Task statement: Filter the data for lines with the word "query" and copy those lines.

Exercise data Block Start

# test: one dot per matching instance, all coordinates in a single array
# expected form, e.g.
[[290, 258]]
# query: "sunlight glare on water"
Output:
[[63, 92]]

Exercise data Block End
Exercise data Block Start

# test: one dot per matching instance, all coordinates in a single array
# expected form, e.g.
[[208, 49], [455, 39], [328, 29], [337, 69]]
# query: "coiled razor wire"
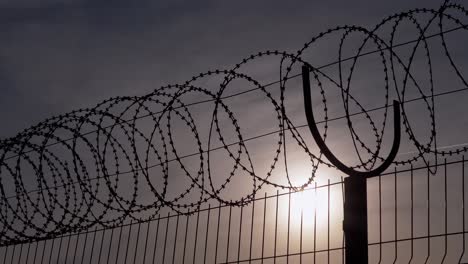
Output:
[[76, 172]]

Exercise data Block End

Reply:
# query: "sunlight glare on water"
# query: "coiled razor wire"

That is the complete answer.